— start Selected text —
# Video settings question



## AtomicAgeZombie (May 2, 2012)

Three parts of my entertainment center have settings that confound me, and I'm sure someone here can help me out. By the way, everything is connected with HDMI, through a Pioneer VSX-1020-K, set to PURE.

First, my Samsung UN60D7000, should the xvYCC be on or off?
Second, my Samsung BD7000, should HDMI Deep Color be auto or off?
And finally, the Xbox 360, Reference levels, should they be Standard, Intermediate, or Expanded, and then there's the HDMI Color Space, should that be Auto, Source, RGB, YCbCr709, or YCbCr601?

Thanks in advance.


----------



## TypeA (Aug 14, 2010)

AtomicAgeZombie said:


> Three parts of my entertainment center have settings that confound me, and I'm sure someone here can help me out. By the way, everything is connected with HDMI, through a Pioneer VSX-1020-K, set to PURE.
> 
> First, my Samsung UN60D7000, should the xvYCC be on or off?
> Second, my Samsung BD7000, should HDMI Deep Color be auto or off?
> ...


On
auto
Expanded, Auto


----------



## AtomicAgeZombie (May 2, 2012)

Thanks!


----------
— end Selected text —
Please pull out the part of the video settings thread starting with "And finally, the" and going on through "Thanks in advance.", copied word for word.
— start Listed entries —
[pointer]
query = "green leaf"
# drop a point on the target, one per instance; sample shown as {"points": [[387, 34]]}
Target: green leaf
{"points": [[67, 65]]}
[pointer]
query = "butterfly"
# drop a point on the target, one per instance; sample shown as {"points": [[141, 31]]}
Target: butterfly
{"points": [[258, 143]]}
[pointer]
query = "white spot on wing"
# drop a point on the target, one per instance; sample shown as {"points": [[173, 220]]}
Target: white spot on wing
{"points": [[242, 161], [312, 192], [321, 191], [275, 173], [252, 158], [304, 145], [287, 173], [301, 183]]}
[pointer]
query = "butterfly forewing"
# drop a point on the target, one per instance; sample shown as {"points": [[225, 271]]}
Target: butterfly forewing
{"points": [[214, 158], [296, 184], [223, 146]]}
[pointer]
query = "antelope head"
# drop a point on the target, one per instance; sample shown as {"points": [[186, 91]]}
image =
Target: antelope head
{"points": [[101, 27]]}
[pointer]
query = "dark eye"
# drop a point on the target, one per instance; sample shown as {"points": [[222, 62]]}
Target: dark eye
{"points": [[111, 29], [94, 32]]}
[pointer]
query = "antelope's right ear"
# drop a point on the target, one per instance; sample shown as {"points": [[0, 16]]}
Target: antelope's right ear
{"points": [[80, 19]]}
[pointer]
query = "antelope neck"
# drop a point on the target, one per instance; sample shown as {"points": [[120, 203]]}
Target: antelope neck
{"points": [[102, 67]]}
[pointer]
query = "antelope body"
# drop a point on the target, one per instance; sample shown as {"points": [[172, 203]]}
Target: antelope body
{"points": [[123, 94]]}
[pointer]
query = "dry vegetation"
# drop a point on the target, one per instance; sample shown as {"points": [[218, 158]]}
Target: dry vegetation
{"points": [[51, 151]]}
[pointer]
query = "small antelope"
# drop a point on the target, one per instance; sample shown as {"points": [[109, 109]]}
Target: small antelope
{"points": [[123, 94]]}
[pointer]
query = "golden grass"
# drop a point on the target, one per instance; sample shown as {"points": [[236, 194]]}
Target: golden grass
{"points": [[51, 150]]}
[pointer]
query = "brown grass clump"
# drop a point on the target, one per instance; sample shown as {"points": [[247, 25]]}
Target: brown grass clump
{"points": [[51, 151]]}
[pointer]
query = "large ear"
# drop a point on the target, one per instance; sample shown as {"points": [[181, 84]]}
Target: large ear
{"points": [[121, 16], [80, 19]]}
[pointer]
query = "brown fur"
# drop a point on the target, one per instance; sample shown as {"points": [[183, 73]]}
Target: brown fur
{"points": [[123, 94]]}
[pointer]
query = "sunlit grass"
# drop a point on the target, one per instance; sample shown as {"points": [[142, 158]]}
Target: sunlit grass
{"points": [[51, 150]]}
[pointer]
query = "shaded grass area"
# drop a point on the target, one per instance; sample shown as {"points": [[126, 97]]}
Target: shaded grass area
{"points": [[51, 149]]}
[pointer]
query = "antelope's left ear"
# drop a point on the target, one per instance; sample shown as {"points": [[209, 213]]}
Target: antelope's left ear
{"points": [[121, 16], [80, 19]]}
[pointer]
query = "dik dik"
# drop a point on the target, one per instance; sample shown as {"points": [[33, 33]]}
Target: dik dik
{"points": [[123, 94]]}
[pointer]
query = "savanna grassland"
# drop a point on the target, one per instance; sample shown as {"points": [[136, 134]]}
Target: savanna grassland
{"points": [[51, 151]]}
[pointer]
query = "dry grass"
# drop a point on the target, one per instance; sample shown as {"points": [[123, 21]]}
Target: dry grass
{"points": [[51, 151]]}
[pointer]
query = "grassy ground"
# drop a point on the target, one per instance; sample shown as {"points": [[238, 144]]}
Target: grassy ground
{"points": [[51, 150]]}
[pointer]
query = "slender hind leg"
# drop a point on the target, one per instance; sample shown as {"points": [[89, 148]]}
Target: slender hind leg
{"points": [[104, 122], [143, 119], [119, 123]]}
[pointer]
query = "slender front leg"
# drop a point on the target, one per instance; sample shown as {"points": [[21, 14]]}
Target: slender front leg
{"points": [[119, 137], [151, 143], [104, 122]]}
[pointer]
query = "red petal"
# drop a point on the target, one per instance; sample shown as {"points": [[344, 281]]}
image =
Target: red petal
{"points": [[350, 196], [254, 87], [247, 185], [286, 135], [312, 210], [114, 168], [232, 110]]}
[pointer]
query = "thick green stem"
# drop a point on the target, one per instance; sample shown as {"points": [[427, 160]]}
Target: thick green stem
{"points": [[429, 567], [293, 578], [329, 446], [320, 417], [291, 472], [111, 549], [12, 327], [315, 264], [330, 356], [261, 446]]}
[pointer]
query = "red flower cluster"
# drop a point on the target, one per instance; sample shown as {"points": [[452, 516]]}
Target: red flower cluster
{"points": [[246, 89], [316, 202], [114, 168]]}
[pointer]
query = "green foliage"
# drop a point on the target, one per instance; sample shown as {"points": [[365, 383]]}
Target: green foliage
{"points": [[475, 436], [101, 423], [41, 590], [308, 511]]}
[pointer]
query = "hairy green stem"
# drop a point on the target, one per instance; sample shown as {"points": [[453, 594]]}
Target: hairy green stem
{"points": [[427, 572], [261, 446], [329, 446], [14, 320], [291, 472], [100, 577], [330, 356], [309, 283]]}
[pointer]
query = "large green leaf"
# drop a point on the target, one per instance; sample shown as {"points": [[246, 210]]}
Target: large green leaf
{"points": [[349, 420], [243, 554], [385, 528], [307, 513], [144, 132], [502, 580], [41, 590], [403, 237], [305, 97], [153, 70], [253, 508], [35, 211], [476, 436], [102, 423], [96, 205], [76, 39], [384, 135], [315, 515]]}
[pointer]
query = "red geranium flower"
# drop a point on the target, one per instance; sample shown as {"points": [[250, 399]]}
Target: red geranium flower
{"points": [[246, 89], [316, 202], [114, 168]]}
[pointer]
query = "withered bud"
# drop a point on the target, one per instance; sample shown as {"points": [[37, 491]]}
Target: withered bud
— end Listed entries —
**Answer to this exercise:**
And finally, the Xbox 360, Reference levels, should they be Standard, Intermediate, or Expanded, and then there's the HDMI Color Space, should that be Auto, Source, RGB, YCbCr709, or YCbCr601?

Thanks in advance.